=== INFORMATION PROVIDED ===
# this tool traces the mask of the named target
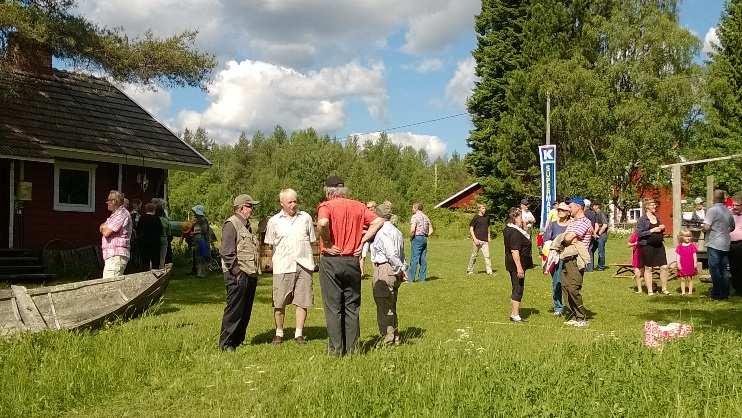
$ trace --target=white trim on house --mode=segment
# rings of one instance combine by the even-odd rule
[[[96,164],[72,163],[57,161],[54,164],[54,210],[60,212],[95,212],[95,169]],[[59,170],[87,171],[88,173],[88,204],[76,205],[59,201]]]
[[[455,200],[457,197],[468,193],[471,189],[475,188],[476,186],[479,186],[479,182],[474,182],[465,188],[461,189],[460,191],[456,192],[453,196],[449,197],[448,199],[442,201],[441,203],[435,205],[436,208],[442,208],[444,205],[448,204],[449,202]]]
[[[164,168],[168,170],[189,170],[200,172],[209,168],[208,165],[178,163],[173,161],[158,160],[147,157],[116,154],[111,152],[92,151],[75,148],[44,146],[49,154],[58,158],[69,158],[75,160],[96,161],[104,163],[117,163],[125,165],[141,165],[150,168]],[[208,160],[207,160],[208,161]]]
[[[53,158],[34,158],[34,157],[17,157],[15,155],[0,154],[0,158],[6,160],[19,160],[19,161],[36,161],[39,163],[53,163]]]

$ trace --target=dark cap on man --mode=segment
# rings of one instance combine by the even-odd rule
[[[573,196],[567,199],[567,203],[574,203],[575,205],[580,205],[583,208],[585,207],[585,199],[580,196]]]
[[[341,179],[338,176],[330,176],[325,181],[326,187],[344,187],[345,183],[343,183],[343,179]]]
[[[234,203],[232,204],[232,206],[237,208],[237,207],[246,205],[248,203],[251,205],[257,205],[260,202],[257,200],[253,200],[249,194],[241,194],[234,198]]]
===
[STATED GOAL]: Rewrite the records above as a numbered list with one line per item, skipping blank lines and leaving out the pictures.

[OUTPUT OF THE TASK]:
1. # this tool traces the mask of the named target
2. $ trace --target=white trim on house --mode=segment
3. # rings of one instance combine by the even-odd rule
4. [[[96,164],[72,163],[57,161],[54,164],[54,210],[60,212],[95,212],[95,169]],[[59,170],[87,171],[88,173],[88,204],[76,205],[59,201]]]
5. [[[455,200],[457,197],[468,193],[471,189],[475,188],[476,186],[479,186],[479,182],[474,182],[465,188],[461,189],[460,191],[456,192],[453,196],[449,197],[448,199],[442,201],[441,203],[435,205],[436,208],[442,208],[444,205],[448,204],[449,202]]]
6. [[[164,168],[168,170],[189,170],[200,172],[209,168],[208,165],[178,163],[173,161],[158,160],[147,157],[116,154],[111,152],[92,151],[75,148],[44,146],[49,154],[58,158],[69,158],[75,160],[96,161],[104,163],[117,163],[125,165],[141,165],[150,168]],[[208,160],[207,160],[208,161]]]
7. [[[53,158],[34,158],[34,157],[17,157],[15,155],[0,154],[0,158],[6,160],[19,160],[19,161],[36,161],[39,163],[53,163]]]
8. $ trace --target=dark cap on man --mode=segment
9. # rings of one instance combine by the even-odd rule
10. [[[573,196],[567,199],[567,203],[574,203],[575,205],[580,205],[583,208],[585,207],[585,199],[580,196]]]
11. [[[341,179],[338,176],[330,176],[325,181],[326,187],[344,187],[345,183],[343,183],[343,179]]]
12. [[[234,203],[232,204],[232,206],[237,208],[237,207],[246,205],[248,203],[251,205],[257,205],[260,202],[257,200],[253,200],[249,194],[241,194],[234,198]]]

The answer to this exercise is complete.